** begin Supplied passage **

What a “Business For Sale” Really Means

Having a business for sale can mean a lot of things – more than people might think. How does one business value compare to another, and how to arrive at that value? Because there are many types of businesses that exist for many different industries, it stands to reason there are numerous ways of approaching the process to find the value.

There are the three main approaches to value, which are the income approach, the market approach, and the asset approach. There are variations of these approaches, and combinations of them, and things which must be looked at because each and every business will have variations of what gives the business worth, and some of these differences are substantial.

First we must identify the type of sale: stock sale or asset sale. A stock sale is the sale of the company stock; the buyer is buying the company based upon the value of its stock, which represents everything in the business: earning power, equipment, goodwill, liabilities, etc. In an asset sale, the buyer is buying the company assets and capital which enable the company to make profits, but is not necessarily assuming any liabilities with the purchase. Most small businesses for sale are sold as an “asset sale”.

Our question, when selling a business or buying a business, is this: what are the assets considered to arrive at an accurate value? Here we will look at some of the most common.

1. FF and E: This abbreviation stands for furniture, fixtures, and equipment. These are the tangible assets used by the business to operate and make money. All businesses (with a few exceptions) will have some amount of FF&E. The value of these can vary greatly, but in most cases the value is included in the value as determined by the income.

2. Leaseholds: the leasehold is the lease agreement between the owner of the property and the business that rents the property. The agreed upon leased space typically goes with the sale of the business. This can be a significant value, especially if there is an under market rate currently charged and the lessor is obligated to continue with the current terms.

** end Supplied passage **
** begin Given data **

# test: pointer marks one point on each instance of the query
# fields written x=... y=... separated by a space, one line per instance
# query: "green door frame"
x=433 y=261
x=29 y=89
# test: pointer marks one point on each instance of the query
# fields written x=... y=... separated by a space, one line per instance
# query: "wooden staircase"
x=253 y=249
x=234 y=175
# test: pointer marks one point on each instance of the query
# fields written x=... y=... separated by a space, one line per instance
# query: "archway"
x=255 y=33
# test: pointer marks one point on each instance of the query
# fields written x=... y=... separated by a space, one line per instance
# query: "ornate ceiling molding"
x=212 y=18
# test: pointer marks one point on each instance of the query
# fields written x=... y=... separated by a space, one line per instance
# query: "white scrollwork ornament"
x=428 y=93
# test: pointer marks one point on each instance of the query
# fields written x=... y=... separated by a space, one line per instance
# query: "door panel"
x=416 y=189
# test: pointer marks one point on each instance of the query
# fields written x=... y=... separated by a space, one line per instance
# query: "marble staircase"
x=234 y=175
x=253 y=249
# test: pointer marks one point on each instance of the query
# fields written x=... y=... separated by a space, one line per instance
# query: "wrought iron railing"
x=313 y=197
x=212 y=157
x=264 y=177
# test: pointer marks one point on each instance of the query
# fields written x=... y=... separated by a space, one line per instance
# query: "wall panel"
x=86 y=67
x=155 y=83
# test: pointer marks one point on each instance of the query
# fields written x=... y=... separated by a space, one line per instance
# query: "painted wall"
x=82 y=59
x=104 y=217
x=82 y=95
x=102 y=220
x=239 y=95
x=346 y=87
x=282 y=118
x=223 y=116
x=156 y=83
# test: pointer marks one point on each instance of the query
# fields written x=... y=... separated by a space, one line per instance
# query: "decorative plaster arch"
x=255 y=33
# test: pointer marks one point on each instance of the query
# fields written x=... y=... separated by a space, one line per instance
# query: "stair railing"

** end Given data **

▸ **Exercise**: Proceed with the article on valuing a business for sale, starting right after its last sentence.

▸ **Exercise output**:
3. Contract rights: many businesses do business based on ongoing contracts, agreements with other entities to do certain things for certain periods of time. There can be immense value in these agreements, and when someone buys a business he or she is buying the rights to these agreements.

4. Licenses: in certain business sales, licenses do not apply; in others, there can be no business without them. Building contracting is one of them. So is accounting. For a buyer to buy a business, his purchase includes either buying the license to the company or the license to the individual. Often times, the buyer will require the access or availability of the license as a contingent element of the sale.

5. Goodwill: Goodwill is the earnings of a business above and beyond the fair market return of its net tangible assets. In other words, whatever the business makes in excess of its identifiable assets is considered “goodwill” income, where there exists a synergy of all of the assets together. This one can be tricky. Most business owners assume they have goodwill in their business, but goodwill is not always positive; there is such things as “negative” goodwill. If the business makes less than the sum total of its identifiable assets, there exists negative goodwill.

6. Trade secrets: some businesses are all about secrets. The reason the business is in operation may be because of a trade secret, some aspect of a product or service that sets it apart and gives it a market. In a business purchase, these secrets have value and go with the sale.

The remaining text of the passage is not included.